Records drawn from a dataset:
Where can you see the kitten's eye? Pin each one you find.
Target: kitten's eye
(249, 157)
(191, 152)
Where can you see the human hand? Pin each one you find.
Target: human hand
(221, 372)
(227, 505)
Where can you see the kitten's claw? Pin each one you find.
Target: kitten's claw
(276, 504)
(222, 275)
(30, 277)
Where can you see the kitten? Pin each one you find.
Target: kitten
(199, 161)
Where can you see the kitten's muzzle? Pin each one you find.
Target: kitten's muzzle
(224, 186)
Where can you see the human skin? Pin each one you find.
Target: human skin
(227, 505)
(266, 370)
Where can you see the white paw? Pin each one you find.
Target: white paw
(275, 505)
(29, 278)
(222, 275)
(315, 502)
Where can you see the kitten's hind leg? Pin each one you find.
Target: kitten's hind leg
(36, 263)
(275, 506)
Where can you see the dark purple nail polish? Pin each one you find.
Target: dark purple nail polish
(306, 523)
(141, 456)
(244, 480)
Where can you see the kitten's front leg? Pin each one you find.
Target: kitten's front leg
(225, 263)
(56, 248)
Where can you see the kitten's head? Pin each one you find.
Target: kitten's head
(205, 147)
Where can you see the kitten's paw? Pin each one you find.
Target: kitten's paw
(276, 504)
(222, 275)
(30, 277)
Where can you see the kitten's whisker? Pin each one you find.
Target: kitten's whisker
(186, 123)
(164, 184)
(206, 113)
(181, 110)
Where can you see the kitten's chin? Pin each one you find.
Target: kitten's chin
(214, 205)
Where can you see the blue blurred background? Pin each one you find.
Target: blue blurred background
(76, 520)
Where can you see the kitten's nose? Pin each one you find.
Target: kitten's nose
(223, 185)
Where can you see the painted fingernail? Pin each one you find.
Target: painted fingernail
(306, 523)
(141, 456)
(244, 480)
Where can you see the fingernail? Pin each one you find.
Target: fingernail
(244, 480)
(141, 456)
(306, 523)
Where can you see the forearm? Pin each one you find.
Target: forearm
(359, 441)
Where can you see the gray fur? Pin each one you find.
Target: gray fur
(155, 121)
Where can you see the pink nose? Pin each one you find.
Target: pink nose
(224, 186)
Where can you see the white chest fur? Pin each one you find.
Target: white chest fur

▶ **What to work on**
Within the entries, how many lines contain the word "chest"? Answer with a number alone.

▶ **Answer**
2